::: Input :::
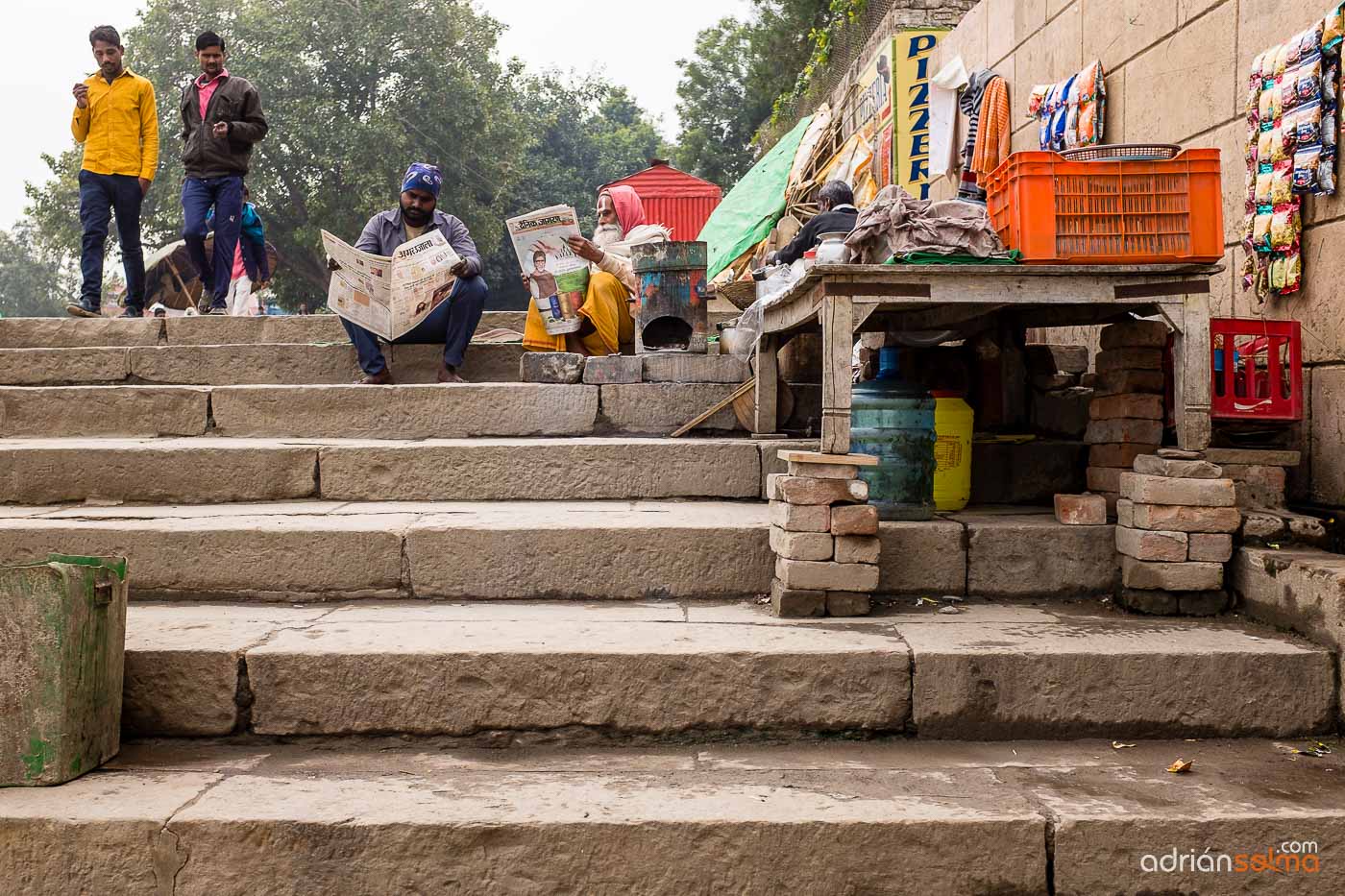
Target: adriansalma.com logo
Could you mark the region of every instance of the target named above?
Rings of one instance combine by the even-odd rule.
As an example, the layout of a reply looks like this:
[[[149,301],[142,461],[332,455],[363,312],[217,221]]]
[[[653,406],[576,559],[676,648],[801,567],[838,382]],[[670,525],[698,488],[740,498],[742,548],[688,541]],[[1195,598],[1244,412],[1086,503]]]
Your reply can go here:
[[[1314,839],[1286,839],[1256,853],[1173,848],[1141,856],[1139,870],[1157,874],[1317,874],[1322,870],[1322,854]]]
:::
(Task prompt) Recast every line of the records above as a JSON list of strings, one string per line, skipping blank lines and leaving out the pictures.

(Complete output)
[
  "Target: adriansalma.com logo",
  "Could you mark the region of every instance of the target named above?",
  "Rings of one instance combine by the even-odd rule.",
  "As an example, the layout of a reply looks like this:",
  "[[[149,301],[142,461],[332,455],[363,312],[217,221]]]",
  "[[[653,406],[576,559],[676,648],[801,567],[838,382]],[[670,525],[698,488],[740,498],[742,548],[688,541]],[[1195,598],[1244,412],[1086,503]]]",
  "Your reply can go here:",
  "[[[1314,839],[1286,839],[1256,853],[1173,848],[1141,856],[1139,870],[1157,874],[1317,874],[1322,870],[1322,854]]]"
]